> **Task brief**: In the records below, find the line with "box: [187, 603, 278, 670]" and the line with "615L234 599L232 619L205"; return exactly those lines and every line between them.

> **Records shown**:

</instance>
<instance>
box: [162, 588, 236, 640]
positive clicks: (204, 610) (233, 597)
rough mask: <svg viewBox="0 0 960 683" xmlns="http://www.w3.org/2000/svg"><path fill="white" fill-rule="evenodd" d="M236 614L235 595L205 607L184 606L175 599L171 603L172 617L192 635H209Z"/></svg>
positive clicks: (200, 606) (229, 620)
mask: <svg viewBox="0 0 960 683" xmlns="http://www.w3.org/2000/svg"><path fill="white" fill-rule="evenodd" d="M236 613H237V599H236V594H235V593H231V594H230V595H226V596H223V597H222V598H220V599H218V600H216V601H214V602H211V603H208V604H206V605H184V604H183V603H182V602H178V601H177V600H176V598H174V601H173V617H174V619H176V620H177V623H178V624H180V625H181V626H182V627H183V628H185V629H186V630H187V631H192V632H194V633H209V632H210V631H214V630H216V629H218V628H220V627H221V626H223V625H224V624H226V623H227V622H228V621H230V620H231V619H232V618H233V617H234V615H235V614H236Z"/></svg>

...

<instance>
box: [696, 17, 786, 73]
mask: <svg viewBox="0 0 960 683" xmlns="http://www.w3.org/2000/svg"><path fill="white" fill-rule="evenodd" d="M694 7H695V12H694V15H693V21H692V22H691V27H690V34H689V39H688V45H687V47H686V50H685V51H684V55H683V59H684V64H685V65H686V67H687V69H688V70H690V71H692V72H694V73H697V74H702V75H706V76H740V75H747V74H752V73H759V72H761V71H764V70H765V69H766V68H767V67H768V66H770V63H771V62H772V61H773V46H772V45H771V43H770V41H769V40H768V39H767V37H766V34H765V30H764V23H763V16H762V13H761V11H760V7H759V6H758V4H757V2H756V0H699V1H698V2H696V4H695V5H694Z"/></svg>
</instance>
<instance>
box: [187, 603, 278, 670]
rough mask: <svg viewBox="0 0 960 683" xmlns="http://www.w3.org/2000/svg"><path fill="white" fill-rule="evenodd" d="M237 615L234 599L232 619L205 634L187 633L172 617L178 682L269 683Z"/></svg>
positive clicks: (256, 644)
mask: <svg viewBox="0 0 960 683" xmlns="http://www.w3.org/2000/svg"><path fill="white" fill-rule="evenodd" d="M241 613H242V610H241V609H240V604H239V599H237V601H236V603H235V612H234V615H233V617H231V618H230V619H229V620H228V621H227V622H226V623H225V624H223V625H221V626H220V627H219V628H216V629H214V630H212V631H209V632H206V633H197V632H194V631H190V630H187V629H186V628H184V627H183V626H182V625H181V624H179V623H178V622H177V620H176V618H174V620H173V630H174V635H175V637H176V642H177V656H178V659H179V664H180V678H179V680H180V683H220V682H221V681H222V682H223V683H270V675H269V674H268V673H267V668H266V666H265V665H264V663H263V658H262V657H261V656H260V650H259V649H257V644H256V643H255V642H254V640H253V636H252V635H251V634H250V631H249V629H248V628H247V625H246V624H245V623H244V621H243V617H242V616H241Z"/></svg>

> **Exercise result**:
box: [187, 603, 278, 670]
rough mask: <svg viewBox="0 0 960 683" xmlns="http://www.w3.org/2000/svg"><path fill="white" fill-rule="evenodd" d="M237 615L234 599L232 619L205 634L187 633L172 617L178 682L269 683Z"/></svg>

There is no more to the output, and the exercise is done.